===== Records for the exercise =====

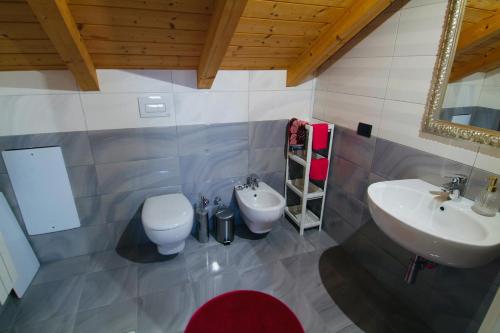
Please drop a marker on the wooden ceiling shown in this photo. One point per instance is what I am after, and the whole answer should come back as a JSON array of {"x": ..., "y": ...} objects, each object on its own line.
[
  {"x": 207, "y": 35},
  {"x": 478, "y": 48}
]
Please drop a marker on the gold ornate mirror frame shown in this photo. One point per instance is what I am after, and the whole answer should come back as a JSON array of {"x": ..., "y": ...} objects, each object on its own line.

=====

(Task prompt)
Put the data above into a numbered list with one line per item, skipping blank lines and leaving out the pictures.

(Reply to the exercise)
1. Please drop a marker on the wooden ceiling shown in this photo. One point per instance is what I am after, and the whole answer should come back as a JSON array of {"x": ..., "y": ...} objects, each object on its own line.
2. [
3.   {"x": 207, "y": 35},
4.   {"x": 478, "y": 48}
5. ]
6. Please drop a marker on the gold ornate mirror frame shown in this photo. One point per instance is what I am after, and the whole answer should come back as a JSON array of {"x": ..., "y": ...} objects, each object on its own line.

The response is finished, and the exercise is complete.